In the development of a commercial product, the concept definition phase generally begins after the conclusion of a feasibility study, which established a valid need for the product and the feasibility of meeting this need by one or more technical approaches. It is the point at which the company has decided to commit significant resources to define the product to a degree where a further decision can be made whether or not to proceed to full-scale development. Except for the formality and requirements for detailed documentation, the general technical activities during this phase for commercial and government programs are similar. One or several design concepts may be pursued, depending on the perceived importance of the objective and available funds.

Design Materialization Status

The previous phase was concerned with system design only to the level necessary to define a set of performance requirements that could be realized with a feasible system design, and that would not rule out other advantageous design concepts. For that purpose, it was sufficient to define functions at the subsystem level and only visualize the type of components that would be needed to implement the concept.

In order to define a system to the level where its operational performance, development effort, and production cost can be estimated with any degree of confidence (by analogy with previously developed systems), the conceptual design must be carried one level further. Thus, in the concept definition phase, the design focus is on components, the fundamental building blocks of systems. As indicated in Table 8.1, which is an overlay of Table 4.1, the focus in this phase is on the selection and functional definition of the system components and the definition of their configuration into subsystems.

Performance of the above tasks is primarily a systems engineering responsibility since they address technical issues that often cut across both technical disciplines and organizational boundaries. However, the functional definition task can be effectively carried out only if the component implementation used to achieve each prescribed function is reasonably well understood and is sufficiently visualized to serve as the basis for risk assessment and costing, which cannot be carried out solely at the functional level. Accordingly, as with many systems engineering tasks, consultation with and advice from experienced design specialists are almost always required, especially in cases where advanced techniques may be used to extend subsystem performance beyond previously achieved levels.

Systems Engineering Method in Concept Definition

The activities in the concept definition phase are discussed in the following sections in terms of the four steps of the systems engineering method (see Chapter 4), followed by a description of the planning of the ensuing system development effort and the formulation of system functional requirements. The four steps, as applied to this phase, are summarized below (generic names in parentheses):

• Performance Requirements Analysis (Requirement Analysis). Typical activities include
  • analyzing the system performance requirements and relating them to operational objectives and to the entire life cycle scenario, and
  • refining the requirements as necessary to include unstated constraints and quantifying qualitative requirements where possible.

• Functional Analysis and Formulation (Functional Definition). Typical activities include
  • allocating subsystem functions to the component level in terms of system functional elements and defining element interactions,
  • developing functional architectural products, and
  • formulating preliminary functional requirements corresponding to the assigned functions.

# DATA TO USE:
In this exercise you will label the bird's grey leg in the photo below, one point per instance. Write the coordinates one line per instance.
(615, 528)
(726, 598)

---

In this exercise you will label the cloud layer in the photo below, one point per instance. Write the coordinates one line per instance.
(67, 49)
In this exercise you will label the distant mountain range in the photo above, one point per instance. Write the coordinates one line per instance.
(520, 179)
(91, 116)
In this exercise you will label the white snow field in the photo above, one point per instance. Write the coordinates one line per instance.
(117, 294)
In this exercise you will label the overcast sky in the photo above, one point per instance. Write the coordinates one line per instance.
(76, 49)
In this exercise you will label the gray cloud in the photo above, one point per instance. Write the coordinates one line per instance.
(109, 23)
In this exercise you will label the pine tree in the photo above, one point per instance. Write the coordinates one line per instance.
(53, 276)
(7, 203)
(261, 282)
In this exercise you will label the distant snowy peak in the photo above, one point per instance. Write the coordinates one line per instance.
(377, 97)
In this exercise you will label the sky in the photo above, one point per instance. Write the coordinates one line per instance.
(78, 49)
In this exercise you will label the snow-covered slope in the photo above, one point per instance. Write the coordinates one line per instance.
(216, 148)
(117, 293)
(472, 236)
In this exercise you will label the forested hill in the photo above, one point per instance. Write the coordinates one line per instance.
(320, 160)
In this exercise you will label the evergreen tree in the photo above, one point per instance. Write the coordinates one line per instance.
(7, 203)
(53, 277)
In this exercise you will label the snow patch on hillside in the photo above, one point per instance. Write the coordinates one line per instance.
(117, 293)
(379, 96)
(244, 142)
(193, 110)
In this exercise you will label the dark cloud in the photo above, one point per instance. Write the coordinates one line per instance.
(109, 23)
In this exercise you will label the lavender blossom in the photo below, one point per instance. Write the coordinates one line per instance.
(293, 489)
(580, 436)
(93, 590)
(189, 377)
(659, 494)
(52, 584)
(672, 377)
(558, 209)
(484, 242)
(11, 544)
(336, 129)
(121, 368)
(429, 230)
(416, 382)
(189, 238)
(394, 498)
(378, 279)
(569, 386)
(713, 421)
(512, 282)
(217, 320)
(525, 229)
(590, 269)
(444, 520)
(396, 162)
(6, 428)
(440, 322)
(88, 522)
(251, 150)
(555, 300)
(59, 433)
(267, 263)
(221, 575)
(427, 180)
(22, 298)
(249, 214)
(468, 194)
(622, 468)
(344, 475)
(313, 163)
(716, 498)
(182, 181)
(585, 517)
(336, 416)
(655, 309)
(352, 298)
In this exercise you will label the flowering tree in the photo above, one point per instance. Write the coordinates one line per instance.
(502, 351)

# JOBS:
**A.** Pull out each line of the rows that contains the string "distant", treating uppercase and lowercase as different.
**B.** Carry on the text on the concept definition phase from the point where it stops.
The text on the concept definition phase and the rows have no connection to each other.

# ANSWERS IN ORDER:
**A.**
In this exercise you will label the distant mountain range in the photo above, one point per instance. Write the coordinates one line per instance.
In this exercise you will label the distant snowy peak in the photo above, one point per instance. Write the coordinates one line per instance.

**B.**
• Concept Selection (Physical Definition). Typical activities include
  • synthesizing alternative technological approaches and component configurations designed to performance requirements;
  • developing physical architectural products; and
  • conducting trade-off studies among performance, risk, cost, and schedule to select the preferred system concept, defined in terms of components and architectures.

• Concept Validation (Design Validation). Typical activities include
  • conducting system analyses and simulations to confirm that the selected concept meets requirements and is superior to its competitors, and
  • refining the concept as may be necessary.

The application of the systems engineering method to the concept definition phase is illustrated in Figure 8.2, which is an elaboration of the generic diagram of Figure 4.12. Inputs are shown to come from the previous (requirements definition) phase in the form of system performance requirements and competitive design concepts. In addition, there are important external inputs in the form of technology, system building blocks (components), tools, models, and an experience knowledge base. Outputs include system functional requirements, a defined system concept, and (not shown in the diagram) detailed plans for the ensuing engineering stage of system development.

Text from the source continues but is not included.